[EXERCISE DATA]
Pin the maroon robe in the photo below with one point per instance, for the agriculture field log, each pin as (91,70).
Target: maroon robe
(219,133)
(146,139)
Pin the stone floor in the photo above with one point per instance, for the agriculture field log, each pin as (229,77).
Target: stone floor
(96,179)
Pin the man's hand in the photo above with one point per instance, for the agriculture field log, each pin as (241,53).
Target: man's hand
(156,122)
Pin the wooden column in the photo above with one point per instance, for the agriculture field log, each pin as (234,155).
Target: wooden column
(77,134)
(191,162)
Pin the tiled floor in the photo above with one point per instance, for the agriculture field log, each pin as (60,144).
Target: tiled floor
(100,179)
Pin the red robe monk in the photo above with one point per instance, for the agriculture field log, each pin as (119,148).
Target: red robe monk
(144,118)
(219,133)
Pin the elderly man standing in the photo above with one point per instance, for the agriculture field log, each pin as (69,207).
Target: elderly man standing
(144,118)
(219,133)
[/EXERCISE DATA]
[EXERCISE DATA]
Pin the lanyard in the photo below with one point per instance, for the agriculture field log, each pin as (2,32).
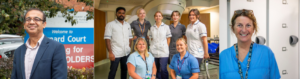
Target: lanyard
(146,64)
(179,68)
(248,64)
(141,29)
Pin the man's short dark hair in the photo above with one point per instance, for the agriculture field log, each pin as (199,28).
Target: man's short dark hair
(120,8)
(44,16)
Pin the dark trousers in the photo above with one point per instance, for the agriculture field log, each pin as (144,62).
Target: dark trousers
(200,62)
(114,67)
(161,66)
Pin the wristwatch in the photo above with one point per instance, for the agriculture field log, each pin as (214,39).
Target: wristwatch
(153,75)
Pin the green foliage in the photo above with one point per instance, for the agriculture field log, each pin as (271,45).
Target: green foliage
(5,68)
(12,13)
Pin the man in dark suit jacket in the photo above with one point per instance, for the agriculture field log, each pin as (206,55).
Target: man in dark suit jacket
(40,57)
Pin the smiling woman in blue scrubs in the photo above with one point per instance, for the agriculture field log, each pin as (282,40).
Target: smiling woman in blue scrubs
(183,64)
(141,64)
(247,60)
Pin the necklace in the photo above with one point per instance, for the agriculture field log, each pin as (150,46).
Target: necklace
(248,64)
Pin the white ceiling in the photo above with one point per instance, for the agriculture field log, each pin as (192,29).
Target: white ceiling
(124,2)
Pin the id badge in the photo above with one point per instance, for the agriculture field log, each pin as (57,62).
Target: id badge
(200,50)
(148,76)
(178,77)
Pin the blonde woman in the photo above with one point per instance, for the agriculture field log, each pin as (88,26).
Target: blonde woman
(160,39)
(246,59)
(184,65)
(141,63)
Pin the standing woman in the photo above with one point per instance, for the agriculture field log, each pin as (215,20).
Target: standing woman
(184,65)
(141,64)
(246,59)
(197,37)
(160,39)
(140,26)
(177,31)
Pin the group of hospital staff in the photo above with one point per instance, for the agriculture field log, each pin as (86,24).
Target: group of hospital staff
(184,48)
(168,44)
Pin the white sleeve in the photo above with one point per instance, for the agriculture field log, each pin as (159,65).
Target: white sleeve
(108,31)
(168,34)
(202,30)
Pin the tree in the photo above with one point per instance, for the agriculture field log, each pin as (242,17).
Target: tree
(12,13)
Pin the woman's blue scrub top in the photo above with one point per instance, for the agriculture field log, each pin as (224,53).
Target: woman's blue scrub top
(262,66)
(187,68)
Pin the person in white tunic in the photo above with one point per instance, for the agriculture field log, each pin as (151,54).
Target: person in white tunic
[/EXERCISE DATA]
YOUR OBJECTIVE →
Locate all lines in the listing above with the word "person" and copy them.

RESULT BELOW →
Pin the person in white tunic in the photo above with one point per instance, for the agriculture field log, each pin as (151,54).
Target: person in white tunic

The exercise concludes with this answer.